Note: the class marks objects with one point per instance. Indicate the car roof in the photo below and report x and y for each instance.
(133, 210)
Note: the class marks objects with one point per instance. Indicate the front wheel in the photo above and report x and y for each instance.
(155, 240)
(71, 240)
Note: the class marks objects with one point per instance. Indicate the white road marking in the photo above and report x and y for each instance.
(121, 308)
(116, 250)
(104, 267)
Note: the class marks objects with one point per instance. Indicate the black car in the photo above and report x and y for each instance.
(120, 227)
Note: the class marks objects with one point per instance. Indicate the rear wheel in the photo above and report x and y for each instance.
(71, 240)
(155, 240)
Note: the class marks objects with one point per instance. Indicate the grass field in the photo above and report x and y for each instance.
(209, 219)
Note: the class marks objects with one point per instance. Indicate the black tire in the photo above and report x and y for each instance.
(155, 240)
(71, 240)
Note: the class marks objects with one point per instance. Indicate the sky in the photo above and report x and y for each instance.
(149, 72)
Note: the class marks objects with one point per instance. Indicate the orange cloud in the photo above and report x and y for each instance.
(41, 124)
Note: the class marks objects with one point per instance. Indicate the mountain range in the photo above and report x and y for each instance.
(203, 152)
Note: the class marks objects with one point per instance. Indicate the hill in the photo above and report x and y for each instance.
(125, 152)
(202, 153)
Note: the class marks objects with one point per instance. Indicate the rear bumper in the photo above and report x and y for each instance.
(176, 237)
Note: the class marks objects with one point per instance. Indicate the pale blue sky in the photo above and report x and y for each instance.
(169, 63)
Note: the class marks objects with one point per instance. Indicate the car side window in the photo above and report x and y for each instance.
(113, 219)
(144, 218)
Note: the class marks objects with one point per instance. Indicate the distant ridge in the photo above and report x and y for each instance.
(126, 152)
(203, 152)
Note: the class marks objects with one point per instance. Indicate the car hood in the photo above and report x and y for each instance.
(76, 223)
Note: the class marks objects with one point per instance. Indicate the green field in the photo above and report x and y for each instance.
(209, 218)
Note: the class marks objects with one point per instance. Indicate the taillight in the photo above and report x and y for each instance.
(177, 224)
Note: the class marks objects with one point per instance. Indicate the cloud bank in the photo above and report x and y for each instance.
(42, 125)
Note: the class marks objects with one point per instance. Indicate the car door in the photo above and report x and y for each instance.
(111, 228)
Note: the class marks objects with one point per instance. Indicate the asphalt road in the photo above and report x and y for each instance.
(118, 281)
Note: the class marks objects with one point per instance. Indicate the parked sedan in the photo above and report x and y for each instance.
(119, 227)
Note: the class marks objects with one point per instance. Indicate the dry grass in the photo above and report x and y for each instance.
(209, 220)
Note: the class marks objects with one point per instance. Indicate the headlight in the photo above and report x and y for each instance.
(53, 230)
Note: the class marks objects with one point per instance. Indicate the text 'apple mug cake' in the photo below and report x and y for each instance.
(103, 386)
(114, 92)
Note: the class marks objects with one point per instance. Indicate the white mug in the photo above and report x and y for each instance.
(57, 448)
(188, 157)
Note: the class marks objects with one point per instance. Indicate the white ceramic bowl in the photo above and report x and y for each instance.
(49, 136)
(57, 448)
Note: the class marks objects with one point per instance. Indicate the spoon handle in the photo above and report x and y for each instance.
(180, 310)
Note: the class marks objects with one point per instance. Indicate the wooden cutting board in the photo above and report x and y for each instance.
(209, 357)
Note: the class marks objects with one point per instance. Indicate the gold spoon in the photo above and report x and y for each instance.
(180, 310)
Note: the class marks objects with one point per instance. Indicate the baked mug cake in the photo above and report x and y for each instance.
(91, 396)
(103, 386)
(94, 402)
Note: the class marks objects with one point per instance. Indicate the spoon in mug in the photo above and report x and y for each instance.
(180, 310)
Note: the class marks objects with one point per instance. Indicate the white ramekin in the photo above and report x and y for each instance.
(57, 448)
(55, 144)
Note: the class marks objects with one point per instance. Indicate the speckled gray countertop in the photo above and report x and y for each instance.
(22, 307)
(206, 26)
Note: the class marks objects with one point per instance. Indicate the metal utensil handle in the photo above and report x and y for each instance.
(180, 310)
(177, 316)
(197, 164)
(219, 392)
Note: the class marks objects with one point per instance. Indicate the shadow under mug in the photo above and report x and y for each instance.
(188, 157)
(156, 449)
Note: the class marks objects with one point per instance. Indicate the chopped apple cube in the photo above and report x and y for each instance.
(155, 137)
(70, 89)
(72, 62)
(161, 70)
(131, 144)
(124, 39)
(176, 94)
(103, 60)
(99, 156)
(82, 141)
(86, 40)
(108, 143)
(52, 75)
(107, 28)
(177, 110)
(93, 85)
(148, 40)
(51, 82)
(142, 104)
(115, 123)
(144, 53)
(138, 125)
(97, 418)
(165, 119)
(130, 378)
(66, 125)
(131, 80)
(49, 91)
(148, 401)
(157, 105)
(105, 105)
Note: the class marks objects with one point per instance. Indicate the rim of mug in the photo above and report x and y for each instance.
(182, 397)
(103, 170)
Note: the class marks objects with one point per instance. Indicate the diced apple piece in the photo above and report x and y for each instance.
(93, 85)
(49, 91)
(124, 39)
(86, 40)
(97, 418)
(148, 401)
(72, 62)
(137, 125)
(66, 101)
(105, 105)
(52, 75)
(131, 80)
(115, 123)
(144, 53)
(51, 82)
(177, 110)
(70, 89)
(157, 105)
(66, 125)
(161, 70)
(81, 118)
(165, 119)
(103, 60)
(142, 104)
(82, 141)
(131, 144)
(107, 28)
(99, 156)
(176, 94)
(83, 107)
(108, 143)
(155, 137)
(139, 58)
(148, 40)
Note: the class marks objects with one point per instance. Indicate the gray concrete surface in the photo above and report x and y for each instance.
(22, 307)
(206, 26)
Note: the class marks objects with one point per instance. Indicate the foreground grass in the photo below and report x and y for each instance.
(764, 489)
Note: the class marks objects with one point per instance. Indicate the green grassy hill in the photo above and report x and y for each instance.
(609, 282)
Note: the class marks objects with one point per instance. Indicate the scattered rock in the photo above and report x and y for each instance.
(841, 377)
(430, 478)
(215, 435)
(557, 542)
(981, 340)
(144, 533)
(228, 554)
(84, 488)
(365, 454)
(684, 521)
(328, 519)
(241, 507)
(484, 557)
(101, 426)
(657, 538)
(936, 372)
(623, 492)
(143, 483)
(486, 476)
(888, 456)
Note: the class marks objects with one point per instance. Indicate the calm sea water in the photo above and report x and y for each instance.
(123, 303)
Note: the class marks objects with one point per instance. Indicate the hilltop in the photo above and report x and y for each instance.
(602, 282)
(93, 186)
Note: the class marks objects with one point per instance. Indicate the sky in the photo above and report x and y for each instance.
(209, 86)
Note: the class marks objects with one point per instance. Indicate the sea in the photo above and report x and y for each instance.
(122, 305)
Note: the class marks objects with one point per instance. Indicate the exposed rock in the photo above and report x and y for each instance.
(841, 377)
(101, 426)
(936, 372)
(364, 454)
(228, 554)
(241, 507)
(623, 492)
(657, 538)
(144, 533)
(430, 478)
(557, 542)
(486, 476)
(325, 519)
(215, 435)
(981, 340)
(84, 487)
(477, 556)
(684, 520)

WORK TO BE COMPLETED: Using the data above, reproduce every line exactly.

RESPONSE TO THIS TASK:
Note: the class marks objects with one point per instance. Indicate the car roof in the photo below and report x and y for each instance.
(133, 210)
Note: the class marks objects with one point per instance. Indicate the front wheel in the photo above and report x and y for each instance.
(155, 240)
(71, 240)
Note: the class marks objects with one point per instance. Indicate the white road marking in the photo above and report x and y for each instance.
(121, 308)
(116, 250)
(104, 267)
Note: the class marks objects with one point per instance. Indicate the black car in the photo above and report x and y for each instance.
(120, 227)
Note: the class marks objects with one point per instance. Indicate the rear wheel in the photo above and report x and y for each instance.
(71, 240)
(155, 240)
Note: the class marks objects with one point per instance. Indicate the grass field in the photo above and report x and y for each instance.
(209, 219)
Note: the class marks objects with one point per instance. Indicate the black tire in the photo above and report x and y for each instance.
(155, 240)
(71, 240)
Note: the class marks objects with one point per instance. Indicate the sky in the photo above and report x and y for each instance.
(149, 72)
Note: the class marks objects with one point per instance. Indicate the orange cloud in the photo above and report x and y for each instance.
(41, 124)
Note: the class marks objects with one point per instance. Indicate the mountain range in the photo above and report x and y for each instance.
(203, 152)
Note: the class marks objects with one point per instance. Indicate the hill in the photo above and report x and y for each instance.
(125, 152)
(202, 153)
Note: the class marks objects with one point per instance. Indicate the rear bumper in the photo above and report x and y for each instance.
(176, 237)
Note: the class marks objects with one point per instance. Indicate the pale blue sky in the photo above and report x and y for each instance.
(169, 63)
Note: the class marks objects with one point per instance. Indicate the car side window in the photo above and report x and y for each instance.
(113, 219)
(144, 218)
Note: the class marks objects with one point per instance. Indicate the distant ridge in the photo above and report x and y for each instance.
(126, 152)
(203, 152)
Note: the class marks objects with one point per instance. Indicate the car hood in the photo above and report x and y for each instance.
(76, 223)
Note: the class marks objects with one point per instance. Indicate the green field in the photo above and report x and y for each instance.
(209, 218)
Note: the class marks objects with one point per instance. Indicate the taillight in the photo above and report x and y for each instance.
(177, 224)
Note: the class marks objects with one point per instance. Indicate the cloud bank in the photo above and report x and y for each instance.
(42, 125)
Note: the class marks objects with one point per instance. Indicate the car door in the photo above and report x and y for each instance.
(111, 228)
Note: the class marks objects with one point per instance. Indicate the asphalt road in the photo above and report x and y for each instance.
(118, 281)
Note: the class marks objects with one point per instance. Indicate the parked sedan in the photo above and report x and y for each instance.
(119, 227)
Note: the class marks objects with one point per instance. Indicate the dry grass in the photo above and report x and y for each instance.
(209, 220)
Note: the class marks objects with one point per instance. Indicate the headlight in the photo above and report x and y for each instance.
(53, 230)
Note: the class marks objects with one point per instance. Indicate the text 'apple mug cake' in the photo below and report x and y for each instance.
(103, 386)
(114, 92)
Note: the class marks objects with one point per instance. Indicate the white mug in the photo above and report x and y for each instance.
(57, 448)
(188, 157)
Note: the class marks objects with one point per instance. Indicate the white ceramic bowl in the photo above and report x and y for each instance.
(49, 136)
(57, 448)
Note: the class marks objects with one point per instance. Indicate the spoon handle in the photo above and report x and y for each instance.
(180, 310)
Note: the class marks objects with one point per instance. Indicate the wooden cutting board in the photo above and report x and y for each instance.
(209, 357)
Note: the class marks objects with one point per instance. Indicate the gold spoon in the photo above and report x and y for each instance.
(180, 310)
Note: the class marks objects with one point per instance. Indicate the baked mug cake in the photo above and report x and y for each instance.
(91, 396)
(103, 386)
(94, 402)
Note: the class marks objects with one point per instance. Indicate the spoon in mug in the photo above and report x and y for each instance.
(180, 310)
Note: the class marks objects with one point per instance. Indicate the white ramekin in the photo above and report x and y for each instance.
(57, 448)
(55, 144)
Note: the class marks objects with one point per instance. Indicate the speckled gray countertop in the photo above and report x and y for each instance.
(22, 307)
(206, 26)
Note: the class marks objects with one point per instance. Indicate the metal utensil handle in the photo above and report x and y for each instance.
(180, 310)
(177, 316)
(197, 164)
(219, 392)
Note: the class marks objects with one point per instance. Indicate the shadow under mug in the photo above and report x and y for each instance.
(188, 157)
(156, 449)
Note: the class marks objects with one point per instance. Indicate the chopped apple cube in the photo above and report x and y for each instance.
(155, 137)
(70, 89)
(72, 62)
(161, 70)
(131, 144)
(124, 39)
(176, 94)
(103, 60)
(99, 156)
(82, 141)
(86, 40)
(108, 143)
(52, 75)
(107, 28)
(177, 110)
(93, 85)
(148, 40)
(51, 82)
(142, 104)
(115, 123)
(144, 53)
(138, 125)
(97, 418)
(165, 119)
(130, 378)
(66, 125)
(131, 80)
(49, 91)
(148, 401)
(157, 105)
(105, 105)
Note: the class marks objects with one point per instance. Indicate the rim of mug in the photo above and report x and y for each instance.
(182, 397)
(103, 170)
Note: the class marks objects with one point per instance. Indicate the diced apple piece in the photo above and report x and y for each instance.
(93, 85)
(49, 91)
(124, 39)
(86, 40)
(97, 418)
(148, 401)
(72, 62)
(137, 125)
(66, 101)
(105, 105)
(52, 75)
(131, 80)
(115, 123)
(144, 53)
(51, 82)
(177, 110)
(70, 89)
(157, 105)
(66, 125)
(161, 70)
(81, 118)
(165, 119)
(103, 60)
(142, 104)
(82, 141)
(131, 144)
(107, 28)
(99, 156)
(176, 94)
(83, 107)
(108, 143)
(155, 137)
(139, 58)
(148, 40)
Note: the class marks objects with one point per instance. Indicate the gray concrete surface in the photo above and report x and y for each instance.
(22, 307)
(206, 26)
Note: the class marks objects with one point per instance. Indicate the foreground grass in the photo below and report x and y for each instance.
(764, 489)
Note: the class marks objects with one point per instance. Indicate the green grassy hill in the photo above and report x and y for each instance.
(609, 282)
Note: the class marks objects with one point per instance. Indicate the scattered rock in the photo above and report x and y for each instance.
(841, 377)
(430, 478)
(215, 435)
(557, 542)
(981, 340)
(144, 533)
(228, 554)
(84, 488)
(365, 454)
(684, 521)
(328, 519)
(241, 507)
(484, 557)
(101, 426)
(657, 538)
(936, 372)
(623, 492)
(143, 483)
(486, 476)
(888, 456)
Note: the class marks objects with one point per instance. Indicate the calm sea water in the photo above and report x and y for each instance.
(123, 303)
Note: the class marks objects with one point per instance. Indicate the hilltop in the photo above and report x and y for each instance.
(602, 282)
(93, 186)
Note: the class marks objects with one point per instance. Indicate the sky in the photo above and report x and y for each instance.
(209, 86)
Note: the class marks objects with one point per instance. Indicate the sea in the photo above and report x and y for each instance.
(122, 305)
Note: the class marks objects with one point per instance. Indicate the exposed rock in the photo above and report x and y for each instance.
(841, 377)
(101, 426)
(936, 372)
(364, 454)
(228, 554)
(241, 507)
(623, 492)
(657, 538)
(144, 533)
(430, 478)
(557, 542)
(486, 476)
(325, 519)
(215, 435)
(981, 340)
(84, 487)
(477, 556)
(684, 520)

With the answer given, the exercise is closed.